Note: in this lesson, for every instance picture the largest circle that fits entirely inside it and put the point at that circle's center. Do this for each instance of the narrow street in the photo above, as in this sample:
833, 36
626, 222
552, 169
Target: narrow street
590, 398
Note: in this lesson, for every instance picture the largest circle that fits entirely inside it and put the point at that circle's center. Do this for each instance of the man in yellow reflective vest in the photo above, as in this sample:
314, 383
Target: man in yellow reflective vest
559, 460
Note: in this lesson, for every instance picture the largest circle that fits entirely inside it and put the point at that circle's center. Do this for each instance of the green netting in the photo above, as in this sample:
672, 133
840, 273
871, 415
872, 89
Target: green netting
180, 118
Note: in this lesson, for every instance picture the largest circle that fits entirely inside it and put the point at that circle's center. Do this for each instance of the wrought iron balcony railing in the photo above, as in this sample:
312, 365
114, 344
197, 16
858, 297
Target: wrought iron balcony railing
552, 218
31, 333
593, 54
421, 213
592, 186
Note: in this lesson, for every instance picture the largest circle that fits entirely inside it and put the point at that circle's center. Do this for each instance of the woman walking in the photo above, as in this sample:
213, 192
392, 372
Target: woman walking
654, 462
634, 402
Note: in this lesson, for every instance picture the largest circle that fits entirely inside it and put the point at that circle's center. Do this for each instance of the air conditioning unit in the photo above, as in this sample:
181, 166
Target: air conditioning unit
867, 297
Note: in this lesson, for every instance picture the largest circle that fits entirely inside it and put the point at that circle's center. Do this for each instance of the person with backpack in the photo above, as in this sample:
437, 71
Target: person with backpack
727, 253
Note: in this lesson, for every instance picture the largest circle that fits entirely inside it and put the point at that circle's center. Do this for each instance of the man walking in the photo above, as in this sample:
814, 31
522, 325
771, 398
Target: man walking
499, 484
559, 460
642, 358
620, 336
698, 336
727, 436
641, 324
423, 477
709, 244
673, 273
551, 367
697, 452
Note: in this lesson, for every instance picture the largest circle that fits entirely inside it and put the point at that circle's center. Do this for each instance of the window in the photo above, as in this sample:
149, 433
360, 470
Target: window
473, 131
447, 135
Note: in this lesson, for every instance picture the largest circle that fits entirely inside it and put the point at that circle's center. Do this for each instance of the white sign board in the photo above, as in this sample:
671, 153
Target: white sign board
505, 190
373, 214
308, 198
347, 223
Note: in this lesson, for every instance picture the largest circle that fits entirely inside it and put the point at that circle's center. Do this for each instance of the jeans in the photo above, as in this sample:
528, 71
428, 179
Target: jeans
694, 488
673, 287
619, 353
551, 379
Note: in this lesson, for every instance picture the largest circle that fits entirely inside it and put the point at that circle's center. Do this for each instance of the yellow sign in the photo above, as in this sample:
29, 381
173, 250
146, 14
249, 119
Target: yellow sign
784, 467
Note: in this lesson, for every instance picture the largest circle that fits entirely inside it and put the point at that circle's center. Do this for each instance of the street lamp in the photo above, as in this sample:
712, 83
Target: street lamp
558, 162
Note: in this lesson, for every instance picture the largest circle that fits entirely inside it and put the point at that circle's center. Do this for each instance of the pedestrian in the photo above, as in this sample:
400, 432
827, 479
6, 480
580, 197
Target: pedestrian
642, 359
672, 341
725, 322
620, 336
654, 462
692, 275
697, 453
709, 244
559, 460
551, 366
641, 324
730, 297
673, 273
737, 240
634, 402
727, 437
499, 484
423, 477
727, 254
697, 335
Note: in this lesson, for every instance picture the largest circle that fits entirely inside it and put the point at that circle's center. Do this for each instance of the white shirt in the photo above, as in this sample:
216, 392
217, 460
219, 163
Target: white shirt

#### [What is expected]
Copy out all of the data above line for line, with no changes.

#### [Response]
Note: in this lesson, for every instance picture the largest circle that fits entirely inside it and put the point at that circle's center. Do this for each instance of the narrow street in the photo above, as in this sample:
833, 36
626, 222
552, 169
Target: narrow street
590, 398
Note: in this lesson, for every instance picture the largest circle that fits entirely inside it and put the point at that circle's center. Do this for each instance of the man in yellow reflective vest in the photo above, as in this sample:
314, 383
Target: man in yellow reflective vest
559, 460
Note: in this lesson, for every instance picture the largest circle that fits entirely inside it and put the point at that circle's center. Do this for each instance of the green netting in the photo above, as in this sample:
672, 133
840, 273
871, 415
872, 89
Target: green netting
180, 118
Note: in this lesson, for every instance picture the largest circle that fits entirely inside it and put the point at that circle's center. Do this for each instance of the wrought iron balcony railing in the photo above, as in this sample:
312, 365
114, 344
197, 16
858, 297
Target: wrought iron balcony railing
552, 218
31, 333
593, 54
421, 213
592, 186
Note: in this lesson, for every instance picture the largest circle that fits entirely inside it and put the point at that circle's center. Do this for each instance of the woman walking in the photo above, as in this sample:
213, 192
392, 372
Target: woman walking
654, 462
634, 402
Note: in this lesson, for every instance picture the largest circle that fits entirely inside it and put the point at that circle's center. Do this for each instance of the air conditioning unit in the photo above, as in this sample:
181, 166
Target: air conditioning unit
867, 297
Note: in this lesson, for every instance picture the largest circle that fits entirely inside it and put the point at that circle's center. Do this for each instance of the person with backpack in the photo above, as in this sample:
437, 71
Target: person with backpack
727, 253
Note: in this lesson, for every instance picture the largest circle that fits entirely inside it and put the point at that circle's center. Do this for each instance of the man walking in the photo above, as in this sample:
814, 31
522, 325
771, 398
Target: man walking
499, 484
559, 460
642, 358
620, 336
698, 336
727, 436
641, 324
423, 477
709, 244
673, 273
551, 367
697, 452
Note: in this lesson, for every instance picture the largest circle that fits entirely inside it and put the point at that circle's center. Do this for each instance of the window in the photo above, as in this sample:
149, 433
360, 470
Target: window
473, 131
447, 135
Note: in this lesson, for every instance picture the largest circle that fits entirely inside it and put the point at that circle's center. Do this for each instance of the white sign board in the photo above, as in this sample:
671, 153
Target: white sign board
505, 190
373, 214
308, 198
347, 223
Note: in this lesson, for every instance picture the largest circle that fits entirely inside it and put the point at that circle's center. Do this for each instance of the jeans in the photo above, as in this sample:
528, 71
428, 179
Target: jeans
694, 488
673, 287
619, 353
551, 379
Note: in this lesson, for every instance picture the largest circle that fits entirely inside it and put the point at that circle's center. Do this for each instance of the yellow sign in the photo above, as in this sample:
29, 381
173, 250
146, 14
249, 119
Target: yellow sign
784, 467
Note: in this lesson, for every instance picture the largest circle that fits entirely inside it and put the point at that circle's center. Do this for each instance of the street lamp in the photo above, as in this sample:
712, 83
Target: street lamp
558, 162
Note: in this lesson, for every instance picture the largest circle that fits entirely inside it and put the point at that circle's center. Do this for each instance of the pedestrian in the photo above, as in this sample:
400, 432
827, 479
6, 480
580, 197
Target: pedestrian
642, 359
672, 341
725, 322
620, 336
654, 462
692, 275
697, 453
709, 244
559, 460
551, 366
641, 324
730, 297
673, 273
737, 240
634, 402
727, 437
499, 484
423, 477
727, 254
697, 335
Note: in this lesson, for every instance picture the largest circle that fits entirely inside it and put the point at that circle's center. Do this for each instance of the white shirt in the photo above, as in this sample:
216, 392
217, 460
219, 163
Target: white shirt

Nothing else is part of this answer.